* **WHAT NEEDS TO BE DONE**:
Reproduce exactly the opening lines of the listing, stopping after the line that contains "pasture, with integer pixel coordinates." and including it.

* **DATA RECORDS**:
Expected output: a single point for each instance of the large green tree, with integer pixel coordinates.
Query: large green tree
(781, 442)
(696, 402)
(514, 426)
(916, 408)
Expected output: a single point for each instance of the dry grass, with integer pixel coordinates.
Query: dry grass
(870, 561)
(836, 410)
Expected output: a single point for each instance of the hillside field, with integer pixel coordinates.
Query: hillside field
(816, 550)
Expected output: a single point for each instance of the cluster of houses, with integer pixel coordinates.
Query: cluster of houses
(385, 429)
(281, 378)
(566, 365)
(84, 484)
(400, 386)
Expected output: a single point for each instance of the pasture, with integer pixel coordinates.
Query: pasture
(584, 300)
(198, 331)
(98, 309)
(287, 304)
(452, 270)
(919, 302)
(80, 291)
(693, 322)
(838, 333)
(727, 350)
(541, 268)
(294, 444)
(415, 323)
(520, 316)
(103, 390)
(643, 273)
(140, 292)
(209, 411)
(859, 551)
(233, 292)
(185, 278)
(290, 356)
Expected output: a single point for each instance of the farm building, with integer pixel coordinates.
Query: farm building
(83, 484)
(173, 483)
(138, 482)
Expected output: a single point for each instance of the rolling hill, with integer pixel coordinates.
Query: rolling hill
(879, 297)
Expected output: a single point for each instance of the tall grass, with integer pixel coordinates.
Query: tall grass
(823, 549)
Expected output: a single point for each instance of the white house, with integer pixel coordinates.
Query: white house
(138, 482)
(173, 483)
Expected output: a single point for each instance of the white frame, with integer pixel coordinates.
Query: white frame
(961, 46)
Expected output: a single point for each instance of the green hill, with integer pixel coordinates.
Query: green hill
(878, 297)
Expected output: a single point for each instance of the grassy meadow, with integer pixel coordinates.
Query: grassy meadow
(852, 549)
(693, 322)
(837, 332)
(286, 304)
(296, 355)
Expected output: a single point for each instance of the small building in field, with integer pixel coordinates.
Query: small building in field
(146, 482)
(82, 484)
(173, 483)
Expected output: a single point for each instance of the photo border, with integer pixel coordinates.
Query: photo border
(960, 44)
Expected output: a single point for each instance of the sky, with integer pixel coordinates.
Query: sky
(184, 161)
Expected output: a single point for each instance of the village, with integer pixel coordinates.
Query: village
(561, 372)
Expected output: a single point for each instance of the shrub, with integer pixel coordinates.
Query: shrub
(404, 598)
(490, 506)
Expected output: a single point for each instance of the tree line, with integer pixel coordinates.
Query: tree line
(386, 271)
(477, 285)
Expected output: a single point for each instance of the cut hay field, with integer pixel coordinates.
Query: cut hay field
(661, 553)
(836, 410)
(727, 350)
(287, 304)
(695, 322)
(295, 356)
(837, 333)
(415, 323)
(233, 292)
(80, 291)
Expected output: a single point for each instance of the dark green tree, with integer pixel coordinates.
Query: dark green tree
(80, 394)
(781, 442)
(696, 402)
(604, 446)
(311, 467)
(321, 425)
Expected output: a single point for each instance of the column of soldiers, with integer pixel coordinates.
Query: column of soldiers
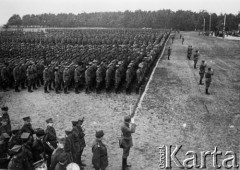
(202, 69)
(28, 148)
(99, 63)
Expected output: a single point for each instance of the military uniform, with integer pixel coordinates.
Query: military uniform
(169, 53)
(46, 78)
(195, 59)
(208, 79)
(202, 72)
(66, 80)
(99, 150)
(16, 76)
(126, 140)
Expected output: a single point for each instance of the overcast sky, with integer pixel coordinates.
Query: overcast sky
(22, 7)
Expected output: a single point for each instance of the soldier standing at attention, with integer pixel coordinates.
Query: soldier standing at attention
(169, 52)
(46, 79)
(29, 77)
(182, 40)
(77, 74)
(195, 59)
(66, 77)
(208, 79)
(50, 140)
(99, 150)
(127, 129)
(202, 71)
(27, 127)
(16, 76)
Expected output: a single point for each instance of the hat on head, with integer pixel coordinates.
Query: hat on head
(99, 134)
(5, 108)
(25, 135)
(127, 118)
(27, 118)
(61, 140)
(16, 148)
(49, 120)
(74, 123)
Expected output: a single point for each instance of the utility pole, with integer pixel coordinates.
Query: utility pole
(210, 24)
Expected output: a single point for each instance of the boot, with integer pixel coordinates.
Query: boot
(16, 89)
(65, 91)
(34, 87)
(207, 92)
(127, 164)
(29, 89)
(76, 91)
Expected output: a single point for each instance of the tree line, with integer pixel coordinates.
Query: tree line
(166, 18)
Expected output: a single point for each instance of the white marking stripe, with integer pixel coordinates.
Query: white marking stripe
(149, 80)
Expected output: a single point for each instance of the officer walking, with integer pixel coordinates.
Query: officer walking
(46, 79)
(208, 79)
(50, 140)
(99, 150)
(195, 59)
(202, 71)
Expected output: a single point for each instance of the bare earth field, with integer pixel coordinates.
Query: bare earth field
(174, 98)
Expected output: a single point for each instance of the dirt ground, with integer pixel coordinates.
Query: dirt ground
(174, 98)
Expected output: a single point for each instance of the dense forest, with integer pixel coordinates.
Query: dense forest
(183, 20)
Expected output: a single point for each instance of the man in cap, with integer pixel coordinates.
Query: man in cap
(208, 79)
(46, 79)
(69, 145)
(50, 140)
(27, 127)
(126, 142)
(195, 58)
(17, 161)
(66, 79)
(38, 147)
(169, 52)
(5, 115)
(202, 71)
(99, 150)
(16, 76)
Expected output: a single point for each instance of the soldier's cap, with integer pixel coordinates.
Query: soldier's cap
(16, 148)
(5, 108)
(4, 119)
(38, 163)
(63, 158)
(39, 132)
(61, 140)
(15, 131)
(99, 134)
(25, 135)
(27, 118)
(127, 118)
(49, 120)
(74, 123)
(5, 135)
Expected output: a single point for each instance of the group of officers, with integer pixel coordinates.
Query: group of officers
(34, 149)
(75, 67)
(202, 69)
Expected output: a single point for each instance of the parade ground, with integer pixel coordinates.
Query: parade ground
(174, 111)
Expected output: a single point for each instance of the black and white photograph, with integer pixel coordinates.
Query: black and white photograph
(119, 84)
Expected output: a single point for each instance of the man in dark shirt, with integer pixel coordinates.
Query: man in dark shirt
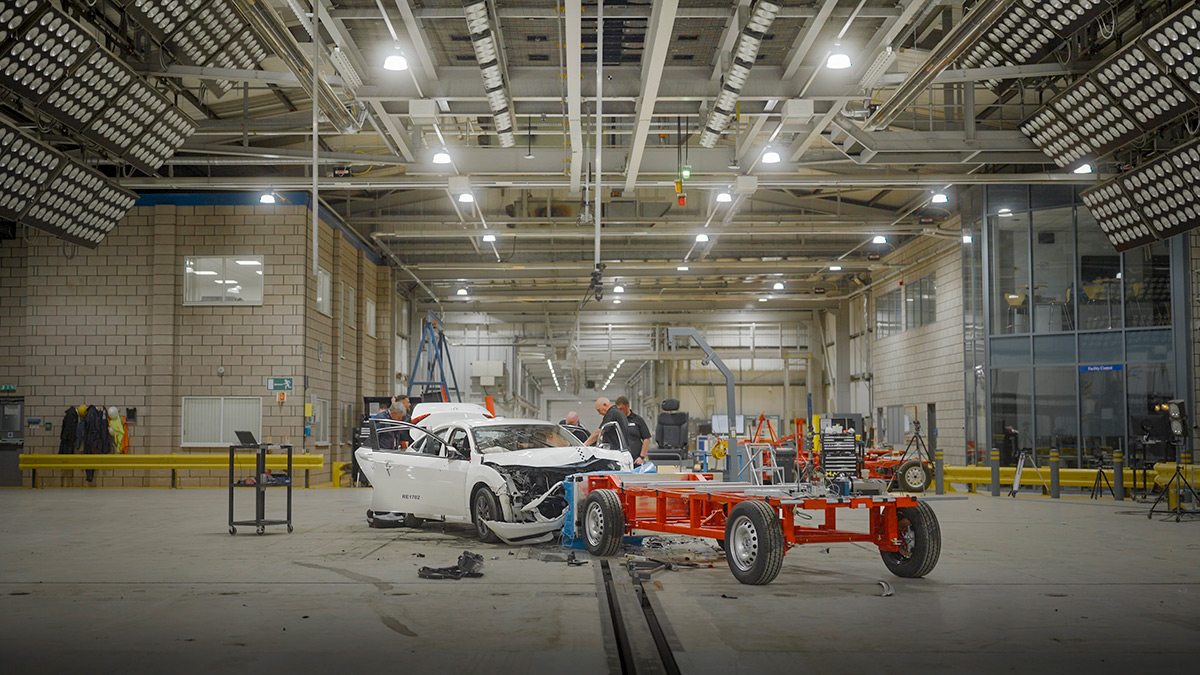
(636, 431)
(573, 424)
(615, 436)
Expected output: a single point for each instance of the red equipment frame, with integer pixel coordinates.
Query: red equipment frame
(679, 507)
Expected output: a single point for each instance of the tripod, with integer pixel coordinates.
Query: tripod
(1020, 466)
(1181, 484)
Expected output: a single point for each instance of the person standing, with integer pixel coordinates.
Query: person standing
(573, 424)
(616, 435)
(637, 431)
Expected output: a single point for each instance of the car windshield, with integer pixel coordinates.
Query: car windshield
(509, 437)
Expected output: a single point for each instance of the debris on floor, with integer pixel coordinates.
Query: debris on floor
(469, 565)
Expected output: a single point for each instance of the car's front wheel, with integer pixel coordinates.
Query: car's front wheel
(485, 506)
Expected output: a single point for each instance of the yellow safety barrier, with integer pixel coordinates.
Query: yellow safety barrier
(1071, 477)
(305, 463)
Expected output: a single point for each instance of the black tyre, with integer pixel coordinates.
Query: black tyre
(484, 506)
(754, 543)
(921, 543)
(913, 476)
(604, 523)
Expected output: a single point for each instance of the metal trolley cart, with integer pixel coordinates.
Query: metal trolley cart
(755, 524)
(261, 487)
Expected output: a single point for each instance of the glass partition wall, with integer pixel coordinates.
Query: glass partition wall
(1068, 344)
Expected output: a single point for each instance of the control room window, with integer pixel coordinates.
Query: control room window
(921, 302)
(887, 315)
(211, 420)
(324, 303)
(233, 280)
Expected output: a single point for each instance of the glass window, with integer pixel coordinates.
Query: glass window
(1054, 350)
(1009, 351)
(211, 420)
(1144, 346)
(1099, 276)
(349, 305)
(223, 280)
(1054, 242)
(1056, 414)
(1012, 418)
(324, 303)
(1147, 285)
(1009, 251)
(1102, 416)
(887, 315)
(1101, 347)
(921, 302)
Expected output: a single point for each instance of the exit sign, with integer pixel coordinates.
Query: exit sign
(279, 383)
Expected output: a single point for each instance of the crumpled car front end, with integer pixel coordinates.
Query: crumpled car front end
(534, 495)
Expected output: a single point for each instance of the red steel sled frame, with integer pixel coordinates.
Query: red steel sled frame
(703, 512)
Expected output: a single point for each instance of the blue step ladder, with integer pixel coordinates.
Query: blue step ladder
(432, 370)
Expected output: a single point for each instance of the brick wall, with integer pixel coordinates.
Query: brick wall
(109, 327)
(924, 365)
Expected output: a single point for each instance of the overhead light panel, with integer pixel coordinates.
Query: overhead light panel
(1155, 201)
(51, 191)
(745, 53)
(838, 59)
(487, 55)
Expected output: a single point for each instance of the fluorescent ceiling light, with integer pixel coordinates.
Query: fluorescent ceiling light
(839, 59)
(395, 61)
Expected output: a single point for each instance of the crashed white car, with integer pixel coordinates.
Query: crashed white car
(504, 476)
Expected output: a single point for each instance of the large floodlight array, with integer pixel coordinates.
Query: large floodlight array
(202, 33)
(1152, 82)
(745, 52)
(1153, 201)
(487, 55)
(46, 189)
(51, 61)
(1029, 31)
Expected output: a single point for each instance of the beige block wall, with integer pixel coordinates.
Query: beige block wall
(924, 365)
(108, 327)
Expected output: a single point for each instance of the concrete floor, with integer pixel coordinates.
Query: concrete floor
(121, 580)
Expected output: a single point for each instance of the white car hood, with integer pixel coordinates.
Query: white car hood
(551, 458)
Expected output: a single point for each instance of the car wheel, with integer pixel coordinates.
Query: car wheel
(913, 477)
(604, 523)
(484, 506)
(754, 543)
(922, 543)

* **EXERCISE ANSWER**:
Expected output: a single point for each instance of the large green tree, with integer pixel coordinates.
Query: large green tree
(781, 442)
(696, 402)
(514, 426)
(916, 408)
Expected output: a single point for each instance of the dry grass, with integer pixel coordinates.
Query: dry grass
(870, 561)
(836, 410)
Expected output: a single point for each instance of the hillside field, with integer pixel coordinates.
Query: hillside field
(816, 550)
Expected output: a single point for each instance of the cluster of houses, with integer pixel coordinates.
Query: cluster of houses
(385, 429)
(281, 378)
(566, 365)
(84, 484)
(400, 386)
Expected output: a single point for each instance of the pasture, with integer pixel coordinates.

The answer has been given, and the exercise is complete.